- Aim of the task: Your task is to write out the complete listing exactly as it is shown.

- Material provided:
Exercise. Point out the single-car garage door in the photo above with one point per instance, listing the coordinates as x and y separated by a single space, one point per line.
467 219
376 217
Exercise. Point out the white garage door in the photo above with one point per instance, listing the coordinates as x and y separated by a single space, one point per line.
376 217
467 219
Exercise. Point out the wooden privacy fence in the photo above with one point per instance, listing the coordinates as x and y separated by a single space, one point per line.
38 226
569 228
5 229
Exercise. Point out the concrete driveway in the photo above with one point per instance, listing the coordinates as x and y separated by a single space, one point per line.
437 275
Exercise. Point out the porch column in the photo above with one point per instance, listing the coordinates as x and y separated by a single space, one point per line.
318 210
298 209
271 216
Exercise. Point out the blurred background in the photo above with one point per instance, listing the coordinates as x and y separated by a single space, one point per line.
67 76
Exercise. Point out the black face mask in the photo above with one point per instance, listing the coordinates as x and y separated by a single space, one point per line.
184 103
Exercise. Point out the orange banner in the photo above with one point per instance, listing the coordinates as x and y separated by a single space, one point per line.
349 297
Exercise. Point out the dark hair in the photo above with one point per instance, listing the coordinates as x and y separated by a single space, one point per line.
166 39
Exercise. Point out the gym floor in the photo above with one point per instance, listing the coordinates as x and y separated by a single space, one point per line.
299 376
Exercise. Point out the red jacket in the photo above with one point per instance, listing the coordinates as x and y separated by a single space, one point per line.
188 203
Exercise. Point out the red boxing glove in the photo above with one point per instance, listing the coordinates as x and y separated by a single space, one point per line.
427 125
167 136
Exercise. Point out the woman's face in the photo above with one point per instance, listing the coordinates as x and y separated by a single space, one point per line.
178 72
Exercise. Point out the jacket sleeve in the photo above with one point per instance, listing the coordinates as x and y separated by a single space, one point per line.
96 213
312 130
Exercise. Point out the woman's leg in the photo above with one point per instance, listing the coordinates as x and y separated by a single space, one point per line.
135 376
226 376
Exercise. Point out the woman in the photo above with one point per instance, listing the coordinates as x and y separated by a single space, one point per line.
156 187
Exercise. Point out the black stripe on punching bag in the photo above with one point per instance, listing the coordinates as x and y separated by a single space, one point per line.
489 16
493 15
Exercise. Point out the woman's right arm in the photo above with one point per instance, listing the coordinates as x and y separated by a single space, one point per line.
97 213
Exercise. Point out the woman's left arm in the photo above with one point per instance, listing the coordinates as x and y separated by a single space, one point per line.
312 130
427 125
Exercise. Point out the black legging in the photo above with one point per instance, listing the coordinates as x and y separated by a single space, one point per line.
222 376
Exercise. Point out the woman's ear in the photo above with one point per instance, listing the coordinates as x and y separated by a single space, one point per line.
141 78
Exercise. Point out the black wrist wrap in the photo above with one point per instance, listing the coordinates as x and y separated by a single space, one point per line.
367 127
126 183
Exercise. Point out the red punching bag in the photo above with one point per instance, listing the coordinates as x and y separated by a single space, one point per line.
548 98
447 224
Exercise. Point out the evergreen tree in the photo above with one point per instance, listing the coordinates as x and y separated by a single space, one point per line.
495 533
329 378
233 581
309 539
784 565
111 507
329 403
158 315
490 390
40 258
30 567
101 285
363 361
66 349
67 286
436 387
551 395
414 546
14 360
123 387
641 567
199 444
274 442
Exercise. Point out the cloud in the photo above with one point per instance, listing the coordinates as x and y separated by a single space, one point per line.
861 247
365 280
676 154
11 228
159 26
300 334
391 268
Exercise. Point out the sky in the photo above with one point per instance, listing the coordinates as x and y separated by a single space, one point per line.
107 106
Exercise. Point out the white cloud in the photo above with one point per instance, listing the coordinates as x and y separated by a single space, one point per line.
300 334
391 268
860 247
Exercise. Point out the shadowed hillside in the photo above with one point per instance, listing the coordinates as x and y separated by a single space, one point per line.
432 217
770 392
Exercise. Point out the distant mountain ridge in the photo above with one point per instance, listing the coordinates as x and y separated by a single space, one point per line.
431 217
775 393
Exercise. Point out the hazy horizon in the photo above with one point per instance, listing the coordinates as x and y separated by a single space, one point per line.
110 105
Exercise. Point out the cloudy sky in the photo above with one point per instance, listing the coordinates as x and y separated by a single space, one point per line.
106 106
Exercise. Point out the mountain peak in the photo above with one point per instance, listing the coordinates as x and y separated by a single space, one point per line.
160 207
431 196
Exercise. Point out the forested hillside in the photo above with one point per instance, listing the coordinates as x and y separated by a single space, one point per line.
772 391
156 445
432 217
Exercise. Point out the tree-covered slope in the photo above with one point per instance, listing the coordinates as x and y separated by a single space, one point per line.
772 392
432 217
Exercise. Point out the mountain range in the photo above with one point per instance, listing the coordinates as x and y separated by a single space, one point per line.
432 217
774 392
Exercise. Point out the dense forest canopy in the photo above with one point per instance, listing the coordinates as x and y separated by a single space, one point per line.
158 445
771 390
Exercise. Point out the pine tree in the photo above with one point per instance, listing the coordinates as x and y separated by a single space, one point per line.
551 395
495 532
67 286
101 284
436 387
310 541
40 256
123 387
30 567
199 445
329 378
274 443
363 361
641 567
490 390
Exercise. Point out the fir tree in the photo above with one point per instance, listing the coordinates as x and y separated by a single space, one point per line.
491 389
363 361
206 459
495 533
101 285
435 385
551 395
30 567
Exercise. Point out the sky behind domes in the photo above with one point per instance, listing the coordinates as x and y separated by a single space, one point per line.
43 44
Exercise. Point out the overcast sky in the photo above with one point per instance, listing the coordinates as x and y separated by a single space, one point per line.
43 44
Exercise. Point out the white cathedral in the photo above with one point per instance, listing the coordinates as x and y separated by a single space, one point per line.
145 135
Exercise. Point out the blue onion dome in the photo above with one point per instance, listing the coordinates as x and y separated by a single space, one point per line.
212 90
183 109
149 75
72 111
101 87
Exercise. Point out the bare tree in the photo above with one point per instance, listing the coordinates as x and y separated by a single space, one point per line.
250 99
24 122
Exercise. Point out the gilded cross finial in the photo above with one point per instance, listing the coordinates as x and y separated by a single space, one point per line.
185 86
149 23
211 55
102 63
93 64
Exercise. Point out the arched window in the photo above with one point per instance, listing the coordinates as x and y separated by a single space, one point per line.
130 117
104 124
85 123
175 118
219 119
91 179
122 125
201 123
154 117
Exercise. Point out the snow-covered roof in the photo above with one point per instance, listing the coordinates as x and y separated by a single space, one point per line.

- Full output:
Exercise. Point out the single-car garage door in the photo above with one point per instance, listing the coordinates as x and y separated by a single space, one point per line.
467 219
376 217
Exercise. Point out the white garage door in the photo above with one point per instance, listing the coordinates as x and y separated by a single space, one point per line.
376 217
467 219
Exercise. Point out the wooden privacy fence in the photo above with one point per instance, listing the coordinates as x and y separated by a single space, one point per line.
38 226
569 228
5 229
Exercise. Point out the concrete driveway in the photo above with one point per instance, listing the coordinates as x and y separated by a single space, one point per line.
437 275
Exercise. Point out the porch column in the photo above with one point per instance, listing the coordinates as x and y separated by a single space, one point per line.
318 210
298 209
271 216
Exercise. Point out the blurred background in the photo above with one point per instance, listing the coordinates as x and y separated by a single space, one point per line.
67 76
Exercise. Point out the black face mask in the photo above with one point per instance, listing the coordinates as x and y separated by a single space, one point per line.
184 103
Exercise. Point out the orange banner in the photo above with one point per instance, listing the coordinates as x and y separated by a single space, one point per line.
349 297
Exercise. Point out the dark hair in the photo above with one point per instance, listing the coordinates as x and y separated by a single space, one point per line.
166 39
Exercise. Point out the gym floor in the photo above with one point per instance, listing the coordinates as x and y separated by a single space, one point per line.
299 376
Exercise. Point out the red jacket in the photo above with one point per instance, listing the coordinates as x and y separated by a single space, one point per line.
188 203
Exercise. Point out the red boxing glove in the photo above with one point per instance, listing the coordinates as x and y separated by a single space, one point per line.
427 125
167 136
Exercise. Point out the woman's face in the photo above with one point per instance, listing the coordinates as x and y separated by a single space, one point per line.
178 72
Exercise. Point out the jacket sleeve in the photo above with one point per instance, listing the coordinates as x and y separated by a single space, one point per line.
96 213
312 130
Exercise. Point out the woman's leg in the photo above with one point per instance, listing the coordinates as x and y separated by a single space, one point per line.
135 376
226 376
Exercise. Point out the woman in the photo above with one point per instance, listing the coordinates as x and y separated by a single space, one point per line.
156 187
Exercise. Point out the black stripe on punching bag in the photo above with one point per instance, listing the coordinates as x and y separated by a single space, one point per line.
489 16
493 15
Exercise. Point out the woman's right arm in the photo above with one point per instance, listing the coordinates as x and y separated by a single space, one point per line.
97 213
Exercise. Point out the woman's left arm in the photo above with one point per instance, listing the coordinates as x and y separated by a single space, one point per line.
312 130
427 125
Exercise. Point out the black legging in the photo above with one point per instance, listing the coordinates as x and y separated by a single space, one point per line.
222 376
Exercise. Point out the woman's ear in the photo above with one point per instance, listing the coordinates as x and y separated by a single space, one point per line.
141 78
Exercise. Point out the black wrist wrap in the photo above with one point per instance, listing the coordinates as x and y separated by a single space, one point per line.
367 127
126 183
Exercise. Point out the red punching bag in the photo above with one point per instance, listing the coordinates as x and y separated by a single space, one point per line.
548 98
447 224
Exercise. Point out the evergreen tree in the photo above with one point per instance, listing the coordinates as x and y separated by a single space, one point per line.
495 533
329 378
233 581
309 539
784 565
111 507
329 403
158 315
490 390
40 258
30 567
101 285
363 361
66 349
67 286
436 387
551 395
414 546
14 360
123 387
641 567
199 444
274 442
Exercise. Point out the cloud in the photo above with one point per instance, listing the coordinates as x and y separated by a single space, one point per line.
861 247
365 280
676 154
11 228
159 26
300 334
391 268
Exercise. Point out the sky in the photo above with one point per instance, listing the coordinates as x and y separated by a single space, one point per line.
107 106
Exercise. Point out the white cloud in the photo above with one point per instance, listing the coordinates as x and y separated by a single space, one point per line.
300 334
391 268
860 247
Exercise. Point out the shadowed hillside in the photo above with one point per instance, listing the coordinates as x and y separated by a single space, one point per line.
432 217
770 392
Exercise. Point out the distant mountain ridge in the photo above with one point per instance, listing the coordinates as x and y separated by a single space, one point per line.
431 217
775 393
Exercise. Point out the hazy horizon in the photo above with one point per instance, listing the coordinates as x and y separated by a single space, one point per line.
110 105
Exercise. Point out the cloudy sky in the photo above with one point per instance, listing the coordinates as x and y separated by a single space, one point per line.
106 106
Exercise. Point out the mountain peak in the photo above with one point per instance, listing the coordinates as x and y separated by a single space, one point per line.
160 207
431 196
Exercise. Point out the forested hillside in the photo above with one point per instance, listing the coordinates as x and y separated by a single space, one point per line.
772 391
156 445
432 217
Exercise. Point out the tree-covered slope in the photo above with one point per instance, listing the coordinates as x and y separated by a single space, one point per line.
772 392
432 217
Exercise. Point out the mountain range in the photo above with one point per instance, listing the coordinates as x and y separated by a single space, one point per line.
432 217
774 392
Exercise. Point out the dense forest canopy in the photo above with one point per instance, listing the coordinates as x and y separated by a single space, one point per line.
158 445
771 390
Exercise. Point out the pine tree in the photo above with one point per instance, listing the coordinates as x and y separated by a single space, one point per line.
551 395
495 532
67 286
101 284
436 387
310 541
40 256
123 387
30 567
199 445
329 378
274 443
363 361
641 567
490 390
Exercise. Point out the fir tree in the photo above with one point per instance, listing the coordinates as x and y separated by a single space, one point per line.
491 389
363 361
206 459
495 533
101 285
435 385
551 395
30 567
Exercise. Point out the sky behind domes in the photo above with one point per instance, listing the coordinates as x and y separated by a single space, one point per line.
43 44
Exercise. Point out the overcast sky in the photo above with one point per instance, listing the coordinates as x and y separated by a single space, one point per line.
43 44
Exercise. Point out the white cathedral in the photo above with one point per instance, listing the coordinates as x and y separated by a single space, one point per line.
145 135
Exercise. Point out the blue onion dome in the photo above with one point per instance, listing the coordinates as x and y separated by a single space, one point per line.
212 90
183 109
149 75
72 111
101 87
Exercise. Point out the bare tree in the photo above with one point per instance, listing the coordinates as x and y separated by a single space, one point per line.
250 99
24 122
Exercise. Point out the gilded cross finial in the photo above with one point per instance, listing the coordinates as x and y separated by a single space, one point per line.
185 86
149 23
211 55
102 63
93 64
Exercise. Point out the arched window in the photo above with one point per instance, listing the coordinates as x and y separated by a single space, one point per line.
130 117
104 124
85 123
175 118
219 119
91 179
122 125
201 123
154 117
Exercise. Point out the snow-covered roof in the photo above with one point per instance, listing the coordinates as x and y separated by a single space, one point per line.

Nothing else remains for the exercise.